An exact transcription is needed, starting with the line that contains "pin: the green grass" and ending with the last line of the records.

++++ DATA SUPPLIED ++++

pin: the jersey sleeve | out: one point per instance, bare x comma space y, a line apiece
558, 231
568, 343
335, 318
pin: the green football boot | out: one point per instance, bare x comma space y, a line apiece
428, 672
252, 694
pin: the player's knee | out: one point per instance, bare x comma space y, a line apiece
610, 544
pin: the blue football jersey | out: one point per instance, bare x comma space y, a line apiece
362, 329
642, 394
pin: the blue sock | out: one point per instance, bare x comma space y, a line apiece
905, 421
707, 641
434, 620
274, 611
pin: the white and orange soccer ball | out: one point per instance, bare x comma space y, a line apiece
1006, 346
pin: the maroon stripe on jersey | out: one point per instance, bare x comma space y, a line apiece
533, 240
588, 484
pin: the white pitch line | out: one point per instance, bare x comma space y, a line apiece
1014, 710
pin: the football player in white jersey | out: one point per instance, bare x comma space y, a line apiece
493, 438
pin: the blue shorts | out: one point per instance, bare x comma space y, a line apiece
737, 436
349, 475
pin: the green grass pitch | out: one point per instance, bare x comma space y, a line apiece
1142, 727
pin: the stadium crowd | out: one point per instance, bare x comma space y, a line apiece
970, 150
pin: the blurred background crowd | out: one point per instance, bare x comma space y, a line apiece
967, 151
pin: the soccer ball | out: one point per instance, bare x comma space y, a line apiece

++++

> _ANSWER SECTION_
pin: the green grass pitch | out: one point per instance, bare x comma space y, a line apiece
1142, 727
pin: the stadium crowd | out: one point per instance, bare x comma space y, a line apiece
970, 150
pin: the blurred background crowd | out: one point per instance, bare x comma space y, a line apiece
967, 151
pin: the soccer ball | out: one point per instance, bare x comma space y, a line apiece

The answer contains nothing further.